──────── ТЕКСТ ДЛЯ АНАЛИЗА ────────
Знаете ли Вы, что я получаю теперь известия из Парижа только от Вас? Я так отстал от большей части моих друзей, а те, от которых я не отстал бы, так давно умерли, что, глядя на мою переписку, можно подумать, что я никогда не бывал в этой стране. У меня там остались только связи с государственной полицией. Меня предупреждают о вещах, относительно которых думают, что я их буду хвалить и желают знать мое мнение о всех мерах, предпринимаемых посланниками короля за границею, для безопасности правительства. Мне, например, не отказали в удовольствии известить меня, что Савари[321], будет пойман и заключен в Триесте, что действительно произошло так, как мне было обещано; что будут преследовать Сантини[322] и возьмут его за горло и т. д. А я, со своей стороны, хлопочу о том, чтобы отправить в Америку эту негодяйку Реньо, связанную по рукам, по ногам и по зубам[323].
Флоренция, 23 июня 1817 г.
…Каподистрия тяжко болен и просит уволить его в отставку, или разрешить ему отправиться в путешествие. Это удобный случай сказать: «врач лечи себя сам», ибо он в течение пяти лет изучал медицину в Падуе и в Пизе и удостоился, вместе с некоторыми другими лицами родом из Флоренции, степени доктора медицины. Его здесь все знают и все сходятся во мнении, что это умный человек, при том сведущий и обладающий добрым сердцем; но он никогда не был дворянином, даже на своей родине, где легко быть им. Это, конечно, не имеет значения, раз он полезный и честный человек, но зачем же тогда претендовать на такую ничтожную вещь, как графский титул, на который он не имеет права? Но как все христиане, он будет иметь свой роман и захочет украсить им историю.
Флоренция, 28 июня 1817 г.
Со мною только что произошла такая необходимая вещь, что если бы Вы, вместо того чтобы прочесть ее в этом письме, нашли ее в Библии, Вы не усомнились бы в наличности чуда. Но для начала мне нужно вернуться к прошлому. Уже два года мне в России не удается довести до конца ни одного дела и вот почему. Когда меня отозвали из Неаполя, моя опала показалась всем столь неожиданной. Что г. Бержье, мой банкир, и г. Виоццоли, австрийский генеральный консул, сочли нужным, в наших общих интересах, наложить арест на мои вещи. После годичного заключения, покончив с ними расчеты, я добился отмены этого ареста и не думал больше об этом. Спустя двадцать лет, желая окончательно распорядиться своим имуществом, я не мог этого сделать по той причине, что я в свое время не заявил правительству о снятии ареста. Но где отыскать составленный о том документ? Находился ли он в одном из сундуков, сгоревших во время пожара Москвы, или же в одном из старых ящиков, оставленных в Берлине и припрятанных неизвестно где г-жей Брюж? Г. Берже любезно согласился возобновить этот документ, но г. Виоццоли обанкротился и исчез неизвестно куда. Все поиски оказались тщетными, и я считал его мертвым или скрывшимся, отчаивался когда либо иметь возможность распорядиться своим имуществом. Подумайте, какое это для меня было несносное стеснение!
──────── ЗАПИСИ НАБОРА ДАННЫХ ────────
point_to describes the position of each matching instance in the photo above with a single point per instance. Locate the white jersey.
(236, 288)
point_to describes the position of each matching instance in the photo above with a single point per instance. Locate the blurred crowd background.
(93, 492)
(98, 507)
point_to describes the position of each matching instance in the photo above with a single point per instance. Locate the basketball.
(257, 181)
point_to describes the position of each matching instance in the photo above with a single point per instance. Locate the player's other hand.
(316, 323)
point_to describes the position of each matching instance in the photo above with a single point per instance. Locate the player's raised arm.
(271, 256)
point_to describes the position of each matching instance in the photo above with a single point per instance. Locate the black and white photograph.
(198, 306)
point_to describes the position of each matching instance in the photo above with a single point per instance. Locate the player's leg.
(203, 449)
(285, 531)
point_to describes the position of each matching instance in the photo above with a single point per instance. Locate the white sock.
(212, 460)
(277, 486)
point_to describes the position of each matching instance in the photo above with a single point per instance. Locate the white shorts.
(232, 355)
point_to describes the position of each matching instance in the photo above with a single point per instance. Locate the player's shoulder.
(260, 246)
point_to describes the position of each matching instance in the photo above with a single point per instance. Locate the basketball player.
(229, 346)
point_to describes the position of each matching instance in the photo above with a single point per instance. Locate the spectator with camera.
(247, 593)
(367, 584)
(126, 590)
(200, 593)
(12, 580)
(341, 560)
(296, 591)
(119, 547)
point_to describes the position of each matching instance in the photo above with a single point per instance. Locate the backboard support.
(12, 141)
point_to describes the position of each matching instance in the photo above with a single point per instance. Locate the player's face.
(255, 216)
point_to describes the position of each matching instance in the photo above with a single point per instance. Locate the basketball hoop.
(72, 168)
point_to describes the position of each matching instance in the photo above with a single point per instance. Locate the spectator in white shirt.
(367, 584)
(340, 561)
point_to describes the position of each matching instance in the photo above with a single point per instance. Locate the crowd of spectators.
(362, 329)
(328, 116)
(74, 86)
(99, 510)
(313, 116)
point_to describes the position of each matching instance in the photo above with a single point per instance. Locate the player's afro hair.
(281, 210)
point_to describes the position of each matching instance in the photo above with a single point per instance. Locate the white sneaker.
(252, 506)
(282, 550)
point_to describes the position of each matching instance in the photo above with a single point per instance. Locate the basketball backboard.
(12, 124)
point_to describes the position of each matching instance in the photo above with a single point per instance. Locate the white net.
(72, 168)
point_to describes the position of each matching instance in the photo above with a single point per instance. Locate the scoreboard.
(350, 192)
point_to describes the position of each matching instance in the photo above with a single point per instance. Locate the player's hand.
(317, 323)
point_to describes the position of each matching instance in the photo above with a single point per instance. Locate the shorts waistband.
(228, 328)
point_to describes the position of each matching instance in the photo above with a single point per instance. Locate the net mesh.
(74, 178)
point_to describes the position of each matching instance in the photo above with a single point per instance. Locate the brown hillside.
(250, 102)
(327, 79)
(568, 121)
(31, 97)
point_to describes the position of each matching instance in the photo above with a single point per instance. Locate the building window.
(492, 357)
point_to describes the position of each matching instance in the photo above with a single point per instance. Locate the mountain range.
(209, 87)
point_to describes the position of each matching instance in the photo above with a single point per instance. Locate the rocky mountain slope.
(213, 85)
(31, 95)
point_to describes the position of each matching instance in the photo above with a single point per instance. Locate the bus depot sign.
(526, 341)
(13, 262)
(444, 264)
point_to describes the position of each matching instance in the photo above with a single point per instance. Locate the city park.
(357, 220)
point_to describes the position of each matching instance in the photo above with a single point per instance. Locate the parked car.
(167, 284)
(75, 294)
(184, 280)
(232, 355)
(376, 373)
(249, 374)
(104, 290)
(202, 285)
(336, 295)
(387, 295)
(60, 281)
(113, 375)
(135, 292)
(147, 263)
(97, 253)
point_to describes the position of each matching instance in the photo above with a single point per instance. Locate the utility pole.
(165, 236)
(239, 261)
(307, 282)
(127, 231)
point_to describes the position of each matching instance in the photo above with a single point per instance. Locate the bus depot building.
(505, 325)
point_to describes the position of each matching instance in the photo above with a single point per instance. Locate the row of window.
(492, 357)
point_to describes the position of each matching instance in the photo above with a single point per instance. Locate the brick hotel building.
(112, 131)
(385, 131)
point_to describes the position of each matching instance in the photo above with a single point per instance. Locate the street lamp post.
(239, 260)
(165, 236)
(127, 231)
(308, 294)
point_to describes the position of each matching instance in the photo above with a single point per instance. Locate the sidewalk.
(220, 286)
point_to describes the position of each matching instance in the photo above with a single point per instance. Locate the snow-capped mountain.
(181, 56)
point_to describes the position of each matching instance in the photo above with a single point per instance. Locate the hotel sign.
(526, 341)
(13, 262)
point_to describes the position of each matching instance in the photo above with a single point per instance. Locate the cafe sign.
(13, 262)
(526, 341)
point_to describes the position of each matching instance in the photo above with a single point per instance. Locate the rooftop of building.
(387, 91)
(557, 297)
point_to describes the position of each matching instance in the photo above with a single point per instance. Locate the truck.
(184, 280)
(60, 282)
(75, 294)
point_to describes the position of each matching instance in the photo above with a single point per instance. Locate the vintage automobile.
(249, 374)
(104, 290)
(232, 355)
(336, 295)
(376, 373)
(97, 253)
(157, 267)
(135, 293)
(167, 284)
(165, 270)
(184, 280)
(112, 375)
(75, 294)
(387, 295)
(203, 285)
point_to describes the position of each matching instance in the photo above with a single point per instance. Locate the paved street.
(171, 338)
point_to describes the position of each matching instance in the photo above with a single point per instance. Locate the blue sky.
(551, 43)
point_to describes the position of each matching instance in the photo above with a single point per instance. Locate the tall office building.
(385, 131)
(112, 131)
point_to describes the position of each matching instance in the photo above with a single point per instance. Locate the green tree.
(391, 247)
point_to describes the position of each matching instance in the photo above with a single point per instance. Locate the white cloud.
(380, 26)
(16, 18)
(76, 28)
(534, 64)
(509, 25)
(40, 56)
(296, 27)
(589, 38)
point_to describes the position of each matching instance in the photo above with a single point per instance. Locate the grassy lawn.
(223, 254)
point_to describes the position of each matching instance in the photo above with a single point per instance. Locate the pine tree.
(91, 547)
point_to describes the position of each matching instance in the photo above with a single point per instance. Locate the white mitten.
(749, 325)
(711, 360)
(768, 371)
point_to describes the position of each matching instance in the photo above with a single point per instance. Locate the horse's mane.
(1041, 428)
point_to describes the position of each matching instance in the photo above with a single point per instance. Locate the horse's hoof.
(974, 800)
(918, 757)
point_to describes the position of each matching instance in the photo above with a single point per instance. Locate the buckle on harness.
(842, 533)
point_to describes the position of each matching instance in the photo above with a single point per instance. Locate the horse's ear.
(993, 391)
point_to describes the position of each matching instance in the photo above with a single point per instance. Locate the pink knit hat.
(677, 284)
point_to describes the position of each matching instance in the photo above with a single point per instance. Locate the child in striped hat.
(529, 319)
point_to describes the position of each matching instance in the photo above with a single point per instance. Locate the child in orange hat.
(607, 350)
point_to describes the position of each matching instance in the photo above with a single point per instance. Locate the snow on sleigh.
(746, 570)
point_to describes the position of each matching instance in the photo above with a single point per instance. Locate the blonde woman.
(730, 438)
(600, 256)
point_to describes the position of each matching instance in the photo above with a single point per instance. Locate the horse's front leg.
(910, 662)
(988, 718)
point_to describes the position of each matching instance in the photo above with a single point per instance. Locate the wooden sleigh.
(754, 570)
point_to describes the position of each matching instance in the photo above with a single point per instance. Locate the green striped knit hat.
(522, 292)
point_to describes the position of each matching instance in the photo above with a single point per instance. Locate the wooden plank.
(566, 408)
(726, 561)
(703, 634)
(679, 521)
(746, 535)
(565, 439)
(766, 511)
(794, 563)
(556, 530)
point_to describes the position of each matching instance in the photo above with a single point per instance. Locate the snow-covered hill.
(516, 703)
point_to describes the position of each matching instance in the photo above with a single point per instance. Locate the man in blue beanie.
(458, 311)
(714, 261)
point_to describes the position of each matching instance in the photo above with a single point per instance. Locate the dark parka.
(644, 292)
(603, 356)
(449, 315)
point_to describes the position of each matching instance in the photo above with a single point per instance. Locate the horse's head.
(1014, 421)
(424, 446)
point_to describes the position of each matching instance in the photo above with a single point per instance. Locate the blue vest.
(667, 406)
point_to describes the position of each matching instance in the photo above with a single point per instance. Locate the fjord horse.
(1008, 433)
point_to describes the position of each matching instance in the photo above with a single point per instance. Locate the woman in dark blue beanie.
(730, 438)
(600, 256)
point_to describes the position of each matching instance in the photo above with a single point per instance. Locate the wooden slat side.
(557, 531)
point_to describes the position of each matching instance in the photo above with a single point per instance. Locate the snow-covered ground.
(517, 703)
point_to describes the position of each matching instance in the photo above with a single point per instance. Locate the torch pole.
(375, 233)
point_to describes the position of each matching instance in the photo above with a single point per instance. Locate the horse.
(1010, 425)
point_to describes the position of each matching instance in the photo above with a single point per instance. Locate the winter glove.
────────
#### ВАШИ ЗАДАНИЯ:
1. Выпишите из текста для анализа все упомянутые в нем города в порядке их первого появления, называя каждый один раз.
2. Перепишите дословно фрагмент текста для анализа между словами «Знаете ли Вы, что» и «23 июня 1817 г.», включая сами эти слова.

#### РАЗДЕЛ ОТВЕТОВ:
1. Париж, Триест, Флоренция, Падуя, Пиза, Неаполь, Москва, Берлин

2.
Знаете ли Вы, что я получаю теперь известия из Парижа только от Вас? Я так отстал от большей части моих друзей, а те, от которых я не отстал бы, так давно умерли, что, глядя на мою переписку, можно подумать, что я никогда не бывал в этой стране. У меня там остались только связи с государственной полицией. Меня предупреждают о вещах, относительно которых думают, что я их буду хвалить и желают знать мое мнение о всех мерах, предпринимаемых посланниками короля за границею, для безопасности правительства. Мне, например, не отказали в удовольствии известить меня, что Савари[321], будет пойман и заключен в Триесте, что действительно произошло так, как мне было обещано; что будут преследовать Сантини[322] и возьмут его за горло и т. д. А я, со своей стороны, хлопочу о том, чтобы отправить в Америку эту негодяйку Реньо, связанную по рукам, по ногам и по зубам[323].
Флоренция, 23 июня 1817 г.